[PAGE EXTRACT]

If you're no longer compatible, end it.

However, I wouldn't categorize it as you outgrowing him. That implies superiority and I don't think that is a good way to live in general.


----------



## Apeainthepot (Aug 11, 2021)

DTO said:


> If you're no longer compatible, end it.
> 
> However, I wouldn't categorize it as you outgrowing him. That implies superiority and I don't think that is a good way to live in general.


It was never implied as superiority. We are equal partners, but everyone has their own pace and process of growing. I just happen to grow faster and before he does. That's why we use the word "outgrow".


----------



## Apeainthepot (Aug 11, 2021)

BigDaddyNY said:


> You tend to keep making excuses for him, that isn't your responsibility. Yes you have a lot invested, but just like a financial investment you don't keep throwing good money after bad. At some point you have to cut your losses. Ask yourself, do you really think he is going to change between now and October? If the answer is yes, then ask why do you think he is going to change? If the answer to the second question is just because he said so, then don't bet on it happening.

[/PAGE EXTRACT]
[EXTRACTED INFORMATION]

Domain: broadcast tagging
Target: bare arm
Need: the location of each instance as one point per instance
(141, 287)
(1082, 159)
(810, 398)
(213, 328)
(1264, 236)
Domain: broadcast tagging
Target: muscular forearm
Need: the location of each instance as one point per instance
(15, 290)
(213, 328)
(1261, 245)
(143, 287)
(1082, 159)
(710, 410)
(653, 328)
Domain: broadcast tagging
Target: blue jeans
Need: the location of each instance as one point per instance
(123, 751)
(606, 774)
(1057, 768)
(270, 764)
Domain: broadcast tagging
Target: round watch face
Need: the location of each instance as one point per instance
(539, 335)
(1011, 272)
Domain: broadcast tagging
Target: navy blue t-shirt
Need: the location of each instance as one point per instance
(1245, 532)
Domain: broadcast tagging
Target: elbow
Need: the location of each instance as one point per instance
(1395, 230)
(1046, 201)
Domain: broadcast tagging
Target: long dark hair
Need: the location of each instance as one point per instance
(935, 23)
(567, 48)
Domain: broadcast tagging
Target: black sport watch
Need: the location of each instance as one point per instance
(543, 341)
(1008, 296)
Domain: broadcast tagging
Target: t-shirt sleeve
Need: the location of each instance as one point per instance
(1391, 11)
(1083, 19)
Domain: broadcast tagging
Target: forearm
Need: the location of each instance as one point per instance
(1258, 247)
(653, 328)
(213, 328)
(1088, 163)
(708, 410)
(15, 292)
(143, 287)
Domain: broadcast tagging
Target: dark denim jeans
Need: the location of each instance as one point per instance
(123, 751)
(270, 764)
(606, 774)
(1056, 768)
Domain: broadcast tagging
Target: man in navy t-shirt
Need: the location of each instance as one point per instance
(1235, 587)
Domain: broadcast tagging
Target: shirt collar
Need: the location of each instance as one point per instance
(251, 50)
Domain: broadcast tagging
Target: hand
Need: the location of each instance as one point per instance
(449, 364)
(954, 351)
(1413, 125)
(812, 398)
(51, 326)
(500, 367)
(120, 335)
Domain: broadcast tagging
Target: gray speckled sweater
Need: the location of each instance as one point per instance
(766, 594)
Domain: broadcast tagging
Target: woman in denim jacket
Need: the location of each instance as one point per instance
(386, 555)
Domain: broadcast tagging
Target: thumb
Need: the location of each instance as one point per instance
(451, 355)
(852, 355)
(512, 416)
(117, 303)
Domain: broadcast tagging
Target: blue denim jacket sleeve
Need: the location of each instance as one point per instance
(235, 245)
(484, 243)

[/EXTRACTED INFORMATION]

▶ [REQUIRED WORK]:
(a) Can you repeat the relationship forum thread word for word, starting at the words "It was never" and stopping after "on it happening."?
(b) Can you carry on the relationship forum thread from the point where it stops?

▶ [ANSWERS BY TASK]:
(a)
It was never implied as superiority. We are equal partners, but everyone has their own pace and process of growing. I just happen to grow faster and before he does. That's why we use the word "outgrow".


----------



## Apeainthepot (Aug 11, 2021)

BigDaddyNY said:


> You tend to keep making excuses for him, that isn't your responsibility. Yes you have a lot invested, but just like a financial investment you don't keep throwing good money after bad. At some point you have to cut your losses. Ask yourself, do you really think he is going to change between now and October? If the answer is yes, then ask why do you think he is going to change? If the answer to the second question is just because he said so, then don't bet on it happening.

(b)
I was speechless reading this.  Thank you.


----------



## Cooper (Apr 18, 2008)

Life and marriage both are growth experiences, some people embrace that and some don't. If you are already having reservations about your partner then do not get married. 
I always say being in love with someone is not in of itself a good reason to marry, love does not conquer all. Long term you need compatability. Shared life philosophies may not be a romantic sounding phrase but it sure makes relationships more pleasant.


----------



## Quad73 (May 10, 2021)

There's a difference between someone enthusiastically joining in with the relationship leader, and someone who's tagging along and needs constant feeding, encouragement and piggyback rides. 

The words you use to describe your scenario say it all.

Your primary reason to not leave him is you're sorry for him. But don't be. He can then be free to find a woman who does not resent his lack of motivation as much. They can be two happy couch potatoes.

You exude energy. He is your drain, and distraction from your goals.


----------



## oldshirt (Apr 1, 2017)

Apeainthepot said:


> . But i always feel bad for my boyfriend because he has less advantages in his upcoming,


He’s less advantaged because he’s not putting in the effort and not doing the work. 

He’s sitting in the cold because he doesn’t have the wherewithal to come in out of the rain and it’s not fair to you to set yourself on fire to try to keep him from freezing.


DTO said:


> However, I wouldn't categorize it as you outgrowing him. That implies superiority and I don't think that is a good way to live in general.


Actually outgrown is a very applicable term here.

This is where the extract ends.